● Daftar Tugas:
1 - Salin dengan persis bagian teks dokumen yang diawali kata-kata yang memuat "Part 3 Menjalankan" dan diakhiri dengan "tentang sejarah kota.".
2 - Sambung catatan harian tentang salah masuk kelas kuliah itu mulai dari titik teksnya berhenti.

● Teks Dokumen:
------
Jumat, 27 Oktober 2017

Part 3 Menjalankan


Udara yang semakin dingin, hujan, dan berangin pula, kadang bikin malas kemana-mana, selain ngampus. Weekend yang paling kunantikan, soalnya bisa nulis kayak gini, yey off dulu lah dari setumpuk pr yang menanti. Sayangnya selain ngampus dan ngurusin administrasi ini itu, aku belum mengeksplore kota ini, so belum banyak yang bisa aku ceritakan tentang sejarah kota.

Aku masuk ke ruangan 206, duduk manis di meja paling depan, seorang dosen masuk dan mengatakan ‘I think it’s the first time I see you’ sambil menatap ke arahku, karena heran kok dosennya berubah ‘ya me too. What class is this?’, ‘it is Complex Analysis Class’, katanya. Omo, aku salah kelas ternyata. Langsung ngecek jadwal di hp, and taraa, aku salah, jam kuliahnya pukul 8, dan sekarang pukul 10. Yah, aku melewatkan kelasnya T_T karena kurang memperhatikan jadwalnya.
------
● Kumpulan Data:

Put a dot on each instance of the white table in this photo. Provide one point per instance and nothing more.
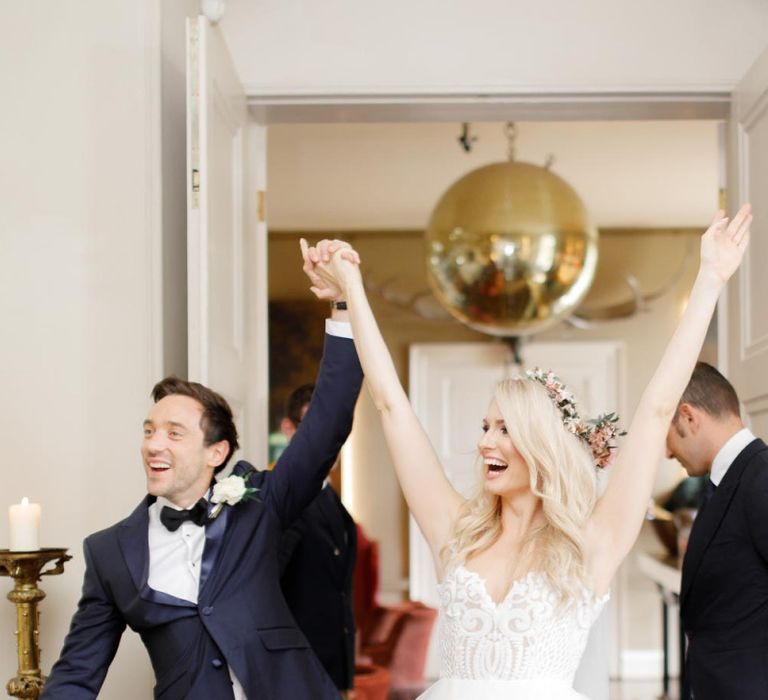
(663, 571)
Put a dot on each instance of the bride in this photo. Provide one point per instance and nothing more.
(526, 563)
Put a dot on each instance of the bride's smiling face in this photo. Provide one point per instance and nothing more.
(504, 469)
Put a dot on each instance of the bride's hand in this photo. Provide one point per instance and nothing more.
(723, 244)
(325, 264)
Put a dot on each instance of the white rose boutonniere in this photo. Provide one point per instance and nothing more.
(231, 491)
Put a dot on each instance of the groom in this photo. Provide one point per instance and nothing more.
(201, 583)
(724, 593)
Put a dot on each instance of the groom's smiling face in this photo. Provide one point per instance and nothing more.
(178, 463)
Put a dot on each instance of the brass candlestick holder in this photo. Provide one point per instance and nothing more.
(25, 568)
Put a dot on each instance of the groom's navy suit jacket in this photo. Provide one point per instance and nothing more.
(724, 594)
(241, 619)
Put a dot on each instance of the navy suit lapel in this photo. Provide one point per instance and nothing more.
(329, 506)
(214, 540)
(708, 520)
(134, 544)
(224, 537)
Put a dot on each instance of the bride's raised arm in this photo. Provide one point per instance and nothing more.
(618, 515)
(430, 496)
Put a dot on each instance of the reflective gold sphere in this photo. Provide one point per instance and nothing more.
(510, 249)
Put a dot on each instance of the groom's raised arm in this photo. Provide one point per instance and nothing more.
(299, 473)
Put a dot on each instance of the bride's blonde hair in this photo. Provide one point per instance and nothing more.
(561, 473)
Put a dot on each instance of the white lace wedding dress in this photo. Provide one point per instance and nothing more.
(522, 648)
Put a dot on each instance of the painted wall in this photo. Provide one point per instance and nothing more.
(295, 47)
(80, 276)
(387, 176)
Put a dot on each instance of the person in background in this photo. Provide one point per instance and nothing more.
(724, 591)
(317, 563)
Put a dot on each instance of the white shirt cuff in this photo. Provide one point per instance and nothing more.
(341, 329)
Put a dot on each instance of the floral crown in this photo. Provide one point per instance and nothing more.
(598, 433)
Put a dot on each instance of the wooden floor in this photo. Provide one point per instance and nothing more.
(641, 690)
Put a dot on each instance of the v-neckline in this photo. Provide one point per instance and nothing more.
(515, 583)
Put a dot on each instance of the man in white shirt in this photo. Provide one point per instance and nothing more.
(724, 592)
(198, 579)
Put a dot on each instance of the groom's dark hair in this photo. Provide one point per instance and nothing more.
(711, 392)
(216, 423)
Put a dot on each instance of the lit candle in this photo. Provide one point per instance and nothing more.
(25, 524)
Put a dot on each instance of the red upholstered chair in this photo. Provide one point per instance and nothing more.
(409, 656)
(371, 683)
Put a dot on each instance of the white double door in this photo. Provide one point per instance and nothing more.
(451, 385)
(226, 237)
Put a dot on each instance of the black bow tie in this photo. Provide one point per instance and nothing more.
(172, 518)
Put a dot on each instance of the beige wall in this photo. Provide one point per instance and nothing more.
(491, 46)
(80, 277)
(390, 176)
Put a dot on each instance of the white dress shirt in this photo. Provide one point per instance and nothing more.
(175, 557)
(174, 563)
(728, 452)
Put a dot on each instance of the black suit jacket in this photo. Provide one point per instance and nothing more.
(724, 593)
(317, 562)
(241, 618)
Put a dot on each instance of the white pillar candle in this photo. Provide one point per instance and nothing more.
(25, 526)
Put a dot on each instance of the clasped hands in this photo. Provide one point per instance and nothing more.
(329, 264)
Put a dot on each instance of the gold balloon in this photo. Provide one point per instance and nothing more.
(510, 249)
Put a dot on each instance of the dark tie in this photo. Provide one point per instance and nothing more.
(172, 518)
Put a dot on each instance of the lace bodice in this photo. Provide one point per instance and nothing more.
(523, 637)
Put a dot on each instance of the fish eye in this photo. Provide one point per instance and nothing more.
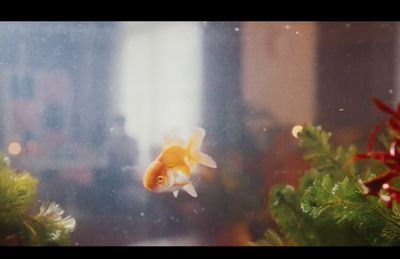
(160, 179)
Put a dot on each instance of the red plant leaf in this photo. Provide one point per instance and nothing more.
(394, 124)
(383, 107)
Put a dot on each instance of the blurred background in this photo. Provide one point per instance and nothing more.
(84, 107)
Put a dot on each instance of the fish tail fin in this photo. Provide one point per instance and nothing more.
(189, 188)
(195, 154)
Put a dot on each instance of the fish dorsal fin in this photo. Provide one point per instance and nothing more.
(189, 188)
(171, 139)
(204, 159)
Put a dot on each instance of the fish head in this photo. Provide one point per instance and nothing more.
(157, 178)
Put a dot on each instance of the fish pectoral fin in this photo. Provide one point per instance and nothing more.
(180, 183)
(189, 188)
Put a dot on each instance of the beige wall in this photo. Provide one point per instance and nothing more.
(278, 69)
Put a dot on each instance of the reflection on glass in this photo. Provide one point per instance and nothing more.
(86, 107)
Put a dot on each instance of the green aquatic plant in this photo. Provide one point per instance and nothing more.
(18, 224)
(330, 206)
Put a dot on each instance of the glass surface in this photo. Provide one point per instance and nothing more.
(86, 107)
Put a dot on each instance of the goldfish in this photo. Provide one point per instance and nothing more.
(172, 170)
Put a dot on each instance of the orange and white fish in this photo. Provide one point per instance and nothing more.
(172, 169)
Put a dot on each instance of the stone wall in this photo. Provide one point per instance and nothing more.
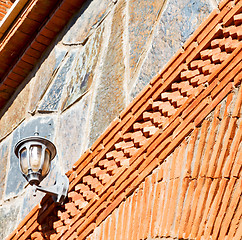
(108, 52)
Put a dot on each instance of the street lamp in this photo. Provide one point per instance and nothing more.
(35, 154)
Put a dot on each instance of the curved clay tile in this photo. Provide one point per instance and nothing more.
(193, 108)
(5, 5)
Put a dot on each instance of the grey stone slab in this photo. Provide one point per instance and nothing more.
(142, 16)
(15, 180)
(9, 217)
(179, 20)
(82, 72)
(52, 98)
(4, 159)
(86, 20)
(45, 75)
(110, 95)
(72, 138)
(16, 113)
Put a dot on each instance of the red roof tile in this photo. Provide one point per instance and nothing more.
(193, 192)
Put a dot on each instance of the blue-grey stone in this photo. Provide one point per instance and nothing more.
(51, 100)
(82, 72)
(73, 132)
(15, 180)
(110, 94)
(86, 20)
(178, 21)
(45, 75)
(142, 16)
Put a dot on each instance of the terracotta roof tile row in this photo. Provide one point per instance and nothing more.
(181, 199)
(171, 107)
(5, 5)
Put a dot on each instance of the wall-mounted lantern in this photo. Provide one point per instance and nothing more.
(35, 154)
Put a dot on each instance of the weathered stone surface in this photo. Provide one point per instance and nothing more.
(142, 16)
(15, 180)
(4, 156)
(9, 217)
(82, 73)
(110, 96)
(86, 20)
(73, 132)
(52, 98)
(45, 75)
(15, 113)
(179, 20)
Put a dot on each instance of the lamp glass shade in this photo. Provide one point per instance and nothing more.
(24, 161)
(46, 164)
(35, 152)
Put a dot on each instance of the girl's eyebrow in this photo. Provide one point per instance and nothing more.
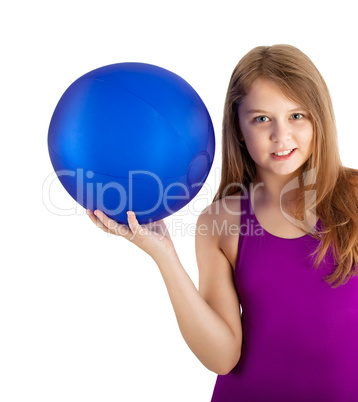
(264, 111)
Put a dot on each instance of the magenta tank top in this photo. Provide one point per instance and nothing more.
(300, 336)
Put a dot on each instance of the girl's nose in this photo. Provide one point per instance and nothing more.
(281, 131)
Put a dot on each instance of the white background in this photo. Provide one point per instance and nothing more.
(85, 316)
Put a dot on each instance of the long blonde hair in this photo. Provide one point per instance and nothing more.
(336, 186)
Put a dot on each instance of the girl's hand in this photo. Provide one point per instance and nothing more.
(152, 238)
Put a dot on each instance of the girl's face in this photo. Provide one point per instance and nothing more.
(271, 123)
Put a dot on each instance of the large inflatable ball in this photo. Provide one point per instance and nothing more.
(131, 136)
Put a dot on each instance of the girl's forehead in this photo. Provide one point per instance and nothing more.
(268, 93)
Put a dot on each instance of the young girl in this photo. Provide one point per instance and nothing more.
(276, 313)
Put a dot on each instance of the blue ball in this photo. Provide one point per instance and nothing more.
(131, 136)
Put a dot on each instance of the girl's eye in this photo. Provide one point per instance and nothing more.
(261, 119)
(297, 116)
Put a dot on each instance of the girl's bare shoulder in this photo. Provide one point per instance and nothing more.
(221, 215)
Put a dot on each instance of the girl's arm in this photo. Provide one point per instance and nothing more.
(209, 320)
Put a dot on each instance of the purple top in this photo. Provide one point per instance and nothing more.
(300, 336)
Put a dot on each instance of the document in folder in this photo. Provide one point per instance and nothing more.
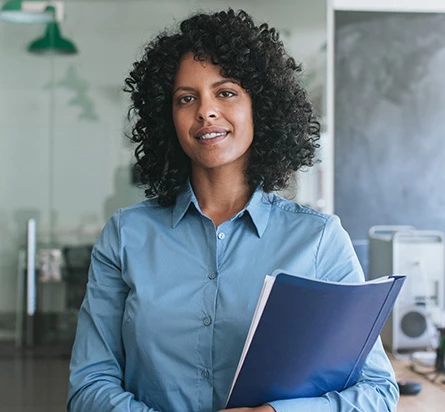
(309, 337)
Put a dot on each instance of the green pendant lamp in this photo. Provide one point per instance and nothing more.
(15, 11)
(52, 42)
------
● Jawaban Tertulis:
1 -
Part 3 Menjalankan


Udara yang semakin dingin, hujan, dan berangin pula, kadang bikin malas kemana-mana, selain ngampus. Weekend yang paling kunantikan, soalnya bisa nulis kayak gini, yey off dulu lah dari setumpuk pr yang menanti. Sayangnya selain ngampus dan ngurusin administrasi ini itu, aku belum mengeksplore kota ini, so belum banyak yang bisa aku ceritakan tentang sejarah kota.

2 -
Sebelum pulang, aku mampir dulu di toko swalayan terdekat untuk mengisi persediaan di kulkas, itung-itung buat menghibur diri juga karena gagal hadir di perkuliahan. Pas keluar swalayan, seseorang dengan kamera besar di bahunya mengarahkan kameranya tanpa henti ke arahku yang sedang menenteng belanjaan. Aku kaget jadinya, karena aku bukan artis bukan pula narapidana jadi ngapain disorot-sorot kamera. Seorang pemuda lainnya menghampiriku dan berbicara bahasa Magyar. Hehe I dunno anything what he’s saying. Setelah kukatakan aku tak bisa bahasanya, akhirnya ia berbahasa inggris kepadaku. Ia meminta izin untuk wawancara. Oh, I know sekarang, mereka ini reporter. Dengan polosnya, aku menyetujui wawancaranya dengan segudang pemikiran positif.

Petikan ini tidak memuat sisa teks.